[Part of a data file]

________________________

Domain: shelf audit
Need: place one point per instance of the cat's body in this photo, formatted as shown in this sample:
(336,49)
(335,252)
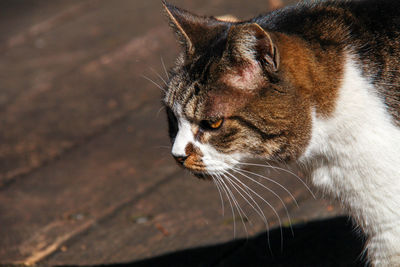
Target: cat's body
(316,83)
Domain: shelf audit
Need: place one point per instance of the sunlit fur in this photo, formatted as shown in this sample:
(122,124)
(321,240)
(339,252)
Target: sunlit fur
(317,84)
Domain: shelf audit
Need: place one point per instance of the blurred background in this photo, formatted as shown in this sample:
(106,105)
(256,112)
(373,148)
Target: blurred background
(86,176)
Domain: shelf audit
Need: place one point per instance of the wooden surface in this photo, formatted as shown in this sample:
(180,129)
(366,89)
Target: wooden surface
(85,172)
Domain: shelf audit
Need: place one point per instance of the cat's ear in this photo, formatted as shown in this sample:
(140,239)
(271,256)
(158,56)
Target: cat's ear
(250,42)
(194,32)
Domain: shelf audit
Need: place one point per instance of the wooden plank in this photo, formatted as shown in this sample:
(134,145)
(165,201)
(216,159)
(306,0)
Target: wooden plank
(85,156)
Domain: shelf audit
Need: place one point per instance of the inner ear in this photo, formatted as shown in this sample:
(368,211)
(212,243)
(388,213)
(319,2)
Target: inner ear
(250,51)
(250,42)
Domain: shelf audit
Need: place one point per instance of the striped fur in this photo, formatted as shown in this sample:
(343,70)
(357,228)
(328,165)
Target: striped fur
(316,83)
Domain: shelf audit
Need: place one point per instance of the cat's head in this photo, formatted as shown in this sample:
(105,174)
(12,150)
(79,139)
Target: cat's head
(230,96)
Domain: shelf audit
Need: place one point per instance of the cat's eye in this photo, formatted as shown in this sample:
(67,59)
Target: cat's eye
(211,124)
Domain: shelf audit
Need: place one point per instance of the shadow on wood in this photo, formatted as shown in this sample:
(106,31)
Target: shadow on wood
(332,242)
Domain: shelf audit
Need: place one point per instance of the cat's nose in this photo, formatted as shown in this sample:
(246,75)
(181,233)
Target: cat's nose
(180,159)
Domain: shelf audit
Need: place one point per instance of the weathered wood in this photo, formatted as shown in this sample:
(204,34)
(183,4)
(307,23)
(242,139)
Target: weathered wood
(85,171)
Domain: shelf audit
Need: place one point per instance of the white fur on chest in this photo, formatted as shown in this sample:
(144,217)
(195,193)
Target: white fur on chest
(354,156)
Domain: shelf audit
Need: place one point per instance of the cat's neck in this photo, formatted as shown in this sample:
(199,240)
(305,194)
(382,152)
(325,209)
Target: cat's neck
(354,156)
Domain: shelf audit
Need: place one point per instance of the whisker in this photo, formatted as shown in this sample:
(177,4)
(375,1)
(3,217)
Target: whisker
(240,210)
(282,169)
(266,202)
(272,181)
(216,182)
(165,69)
(259,211)
(224,186)
(153,82)
(270,190)
(158,112)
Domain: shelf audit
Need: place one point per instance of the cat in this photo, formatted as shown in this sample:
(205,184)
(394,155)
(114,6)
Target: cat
(317,84)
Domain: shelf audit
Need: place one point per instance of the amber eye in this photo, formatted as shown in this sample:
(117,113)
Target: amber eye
(211,124)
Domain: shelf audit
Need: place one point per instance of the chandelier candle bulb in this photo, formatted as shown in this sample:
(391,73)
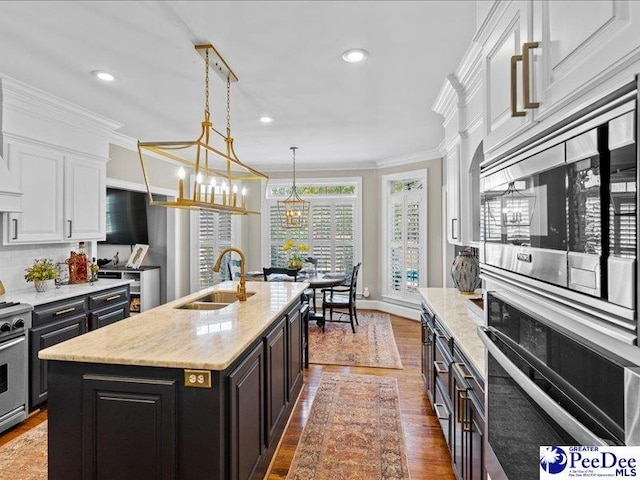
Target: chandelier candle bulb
(181,175)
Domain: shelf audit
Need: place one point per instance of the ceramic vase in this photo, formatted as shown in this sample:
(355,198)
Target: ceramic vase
(43,285)
(465,272)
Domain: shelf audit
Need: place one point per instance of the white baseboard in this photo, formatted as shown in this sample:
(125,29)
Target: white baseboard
(407,312)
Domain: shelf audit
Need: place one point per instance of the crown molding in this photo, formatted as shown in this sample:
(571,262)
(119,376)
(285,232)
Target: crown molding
(36,102)
(409,158)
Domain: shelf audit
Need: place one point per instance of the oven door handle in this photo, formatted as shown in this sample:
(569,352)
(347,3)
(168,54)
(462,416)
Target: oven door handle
(12,343)
(569,423)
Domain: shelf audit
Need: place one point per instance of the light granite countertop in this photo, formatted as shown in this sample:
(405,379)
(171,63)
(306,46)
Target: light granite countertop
(457,313)
(179,338)
(31,297)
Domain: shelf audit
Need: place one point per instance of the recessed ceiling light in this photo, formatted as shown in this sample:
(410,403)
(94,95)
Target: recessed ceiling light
(355,55)
(104,76)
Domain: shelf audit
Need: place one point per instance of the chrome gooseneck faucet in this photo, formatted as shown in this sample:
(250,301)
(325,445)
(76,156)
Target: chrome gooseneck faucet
(242,289)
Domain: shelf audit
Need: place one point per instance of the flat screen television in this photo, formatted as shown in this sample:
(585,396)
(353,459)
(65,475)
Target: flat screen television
(126,217)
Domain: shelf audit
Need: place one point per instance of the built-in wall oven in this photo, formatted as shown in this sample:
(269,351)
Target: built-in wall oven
(552,381)
(562,210)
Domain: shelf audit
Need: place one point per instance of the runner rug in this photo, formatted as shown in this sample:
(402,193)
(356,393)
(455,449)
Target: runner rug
(25,457)
(373,344)
(354,431)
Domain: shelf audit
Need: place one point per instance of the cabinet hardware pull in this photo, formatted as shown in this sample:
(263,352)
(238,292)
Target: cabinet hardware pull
(459,366)
(436,406)
(460,405)
(526,76)
(437,367)
(514,87)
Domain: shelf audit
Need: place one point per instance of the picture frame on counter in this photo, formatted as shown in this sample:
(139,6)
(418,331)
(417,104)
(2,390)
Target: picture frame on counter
(137,255)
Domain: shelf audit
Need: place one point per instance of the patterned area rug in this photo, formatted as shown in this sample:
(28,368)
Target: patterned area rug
(354,431)
(373,344)
(25,457)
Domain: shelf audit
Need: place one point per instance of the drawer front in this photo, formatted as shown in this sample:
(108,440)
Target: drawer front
(108,297)
(442,409)
(61,310)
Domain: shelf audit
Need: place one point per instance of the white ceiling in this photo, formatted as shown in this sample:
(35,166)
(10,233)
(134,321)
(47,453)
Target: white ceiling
(287,55)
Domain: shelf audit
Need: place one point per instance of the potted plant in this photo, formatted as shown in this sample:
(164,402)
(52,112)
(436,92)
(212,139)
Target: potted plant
(42,273)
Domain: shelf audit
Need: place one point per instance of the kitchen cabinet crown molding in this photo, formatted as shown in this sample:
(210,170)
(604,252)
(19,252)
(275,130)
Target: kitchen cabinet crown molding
(29,99)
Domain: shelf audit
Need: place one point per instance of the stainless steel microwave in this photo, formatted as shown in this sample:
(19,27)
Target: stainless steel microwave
(563,211)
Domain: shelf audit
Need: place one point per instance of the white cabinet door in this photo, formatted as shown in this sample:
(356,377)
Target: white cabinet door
(40,173)
(581,46)
(84,199)
(453,196)
(506,40)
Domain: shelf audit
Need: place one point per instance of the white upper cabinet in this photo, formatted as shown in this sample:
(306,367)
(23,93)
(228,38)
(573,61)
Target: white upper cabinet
(40,176)
(547,59)
(582,48)
(505,115)
(63,198)
(85,199)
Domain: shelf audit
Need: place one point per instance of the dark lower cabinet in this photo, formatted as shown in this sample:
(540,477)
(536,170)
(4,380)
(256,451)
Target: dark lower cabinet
(457,398)
(58,321)
(107,316)
(246,388)
(295,350)
(113,408)
(276,350)
(43,337)
(141,422)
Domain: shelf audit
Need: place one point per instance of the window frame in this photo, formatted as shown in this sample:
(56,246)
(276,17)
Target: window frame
(385,267)
(308,182)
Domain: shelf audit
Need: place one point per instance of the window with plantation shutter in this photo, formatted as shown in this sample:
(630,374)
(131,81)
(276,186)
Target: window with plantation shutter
(212,232)
(334,225)
(404,207)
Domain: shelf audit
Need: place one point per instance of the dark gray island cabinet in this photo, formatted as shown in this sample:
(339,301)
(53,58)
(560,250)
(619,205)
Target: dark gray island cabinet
(136,421)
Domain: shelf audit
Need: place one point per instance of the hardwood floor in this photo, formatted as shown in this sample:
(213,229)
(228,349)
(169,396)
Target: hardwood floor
(427,451)
(34,420)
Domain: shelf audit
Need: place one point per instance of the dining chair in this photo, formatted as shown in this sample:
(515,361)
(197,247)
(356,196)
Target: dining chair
(342,298)
(268,271)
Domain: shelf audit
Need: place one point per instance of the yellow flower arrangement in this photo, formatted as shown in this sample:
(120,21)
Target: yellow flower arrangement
(294,251)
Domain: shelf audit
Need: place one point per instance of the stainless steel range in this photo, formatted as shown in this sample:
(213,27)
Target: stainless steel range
(15,321)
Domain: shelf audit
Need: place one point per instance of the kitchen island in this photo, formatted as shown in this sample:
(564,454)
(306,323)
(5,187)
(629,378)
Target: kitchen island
(178,392)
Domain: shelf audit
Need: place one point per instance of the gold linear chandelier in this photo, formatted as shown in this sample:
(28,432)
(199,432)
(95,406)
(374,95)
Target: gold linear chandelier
(294,211)
(219,176)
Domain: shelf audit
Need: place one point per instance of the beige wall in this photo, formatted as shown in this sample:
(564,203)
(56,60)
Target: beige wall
(125,165)
(371,222)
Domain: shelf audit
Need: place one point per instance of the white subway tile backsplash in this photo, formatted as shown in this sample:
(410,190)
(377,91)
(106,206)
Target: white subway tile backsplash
(15,258)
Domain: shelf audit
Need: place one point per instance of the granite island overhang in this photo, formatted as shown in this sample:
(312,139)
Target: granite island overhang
(167,336)
(121,405)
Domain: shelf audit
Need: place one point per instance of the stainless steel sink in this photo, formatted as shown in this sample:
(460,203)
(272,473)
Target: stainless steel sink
(214,300)
(222,296)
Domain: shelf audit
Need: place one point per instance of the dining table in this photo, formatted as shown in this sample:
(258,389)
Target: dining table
(316,281)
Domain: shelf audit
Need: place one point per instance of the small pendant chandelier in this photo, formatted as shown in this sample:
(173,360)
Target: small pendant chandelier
(294,211)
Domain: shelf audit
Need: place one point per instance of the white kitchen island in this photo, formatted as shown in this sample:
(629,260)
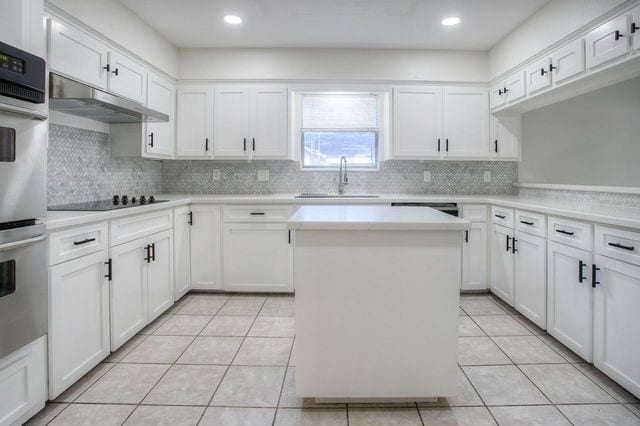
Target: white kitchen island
(377,291)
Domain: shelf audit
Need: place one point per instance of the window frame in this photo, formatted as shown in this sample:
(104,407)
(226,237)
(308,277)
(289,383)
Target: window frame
(380,131)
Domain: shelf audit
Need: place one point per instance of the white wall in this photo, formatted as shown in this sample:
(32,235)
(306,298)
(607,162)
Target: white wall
(340,64)
(113,20)
(591,139)
(557,19)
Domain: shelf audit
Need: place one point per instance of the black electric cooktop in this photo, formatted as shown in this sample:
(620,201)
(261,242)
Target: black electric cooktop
(116,202)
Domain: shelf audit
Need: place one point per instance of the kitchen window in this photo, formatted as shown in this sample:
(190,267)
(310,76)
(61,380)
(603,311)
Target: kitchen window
(336,125)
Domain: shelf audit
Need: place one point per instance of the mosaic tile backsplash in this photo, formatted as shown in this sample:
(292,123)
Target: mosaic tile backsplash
(80,168)
(285,177)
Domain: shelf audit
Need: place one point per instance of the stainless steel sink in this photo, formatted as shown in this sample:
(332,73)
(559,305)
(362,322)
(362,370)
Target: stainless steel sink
(336,196)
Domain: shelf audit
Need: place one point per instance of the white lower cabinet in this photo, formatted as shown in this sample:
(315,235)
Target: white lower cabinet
(474,258)
(616,340)
(531,277)
(79,319)
(258,257)
(182,251)
(570,298)
(502,265)
(206,248)
(23,383)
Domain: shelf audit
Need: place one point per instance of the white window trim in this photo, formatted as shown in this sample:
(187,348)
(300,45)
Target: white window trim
(384,120)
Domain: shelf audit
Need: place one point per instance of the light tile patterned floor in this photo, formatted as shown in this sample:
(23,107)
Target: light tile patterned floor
(228,360)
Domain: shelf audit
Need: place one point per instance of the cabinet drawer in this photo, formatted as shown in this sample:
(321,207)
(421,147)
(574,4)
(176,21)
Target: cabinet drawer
(76,242)
(257,213)
(502,216)
(618,244)
(531,223)
(474,212)
(134,227)
(570,232)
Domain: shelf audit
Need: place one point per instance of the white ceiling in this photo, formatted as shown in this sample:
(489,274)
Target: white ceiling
(408,24)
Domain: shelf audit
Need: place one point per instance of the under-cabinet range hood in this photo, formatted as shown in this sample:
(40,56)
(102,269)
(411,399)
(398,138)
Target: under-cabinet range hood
(72,97)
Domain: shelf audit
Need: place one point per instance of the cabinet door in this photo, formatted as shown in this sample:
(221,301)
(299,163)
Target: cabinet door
(466,122)
(417,122)
(502,264)
(505,137)
(128,291)
(607,42)
(616,345)
(258,257)
(268,118)
(531,278)
(79,319)
(182,251)
(127,78)
(195,121)
(76,54)
(497,96)
(231,123)
(160,274)
(569,304)
(206,255)
(474,258)
(538,76)
(568,61)
(516,86)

________________________

List every line of the items above that contains the word "with", treating uppercase and lowercase as different.

Need: place one point per instance of the window with plantation shutter in this photo, formatted as shown in this sample:
Target: window with plantation shutter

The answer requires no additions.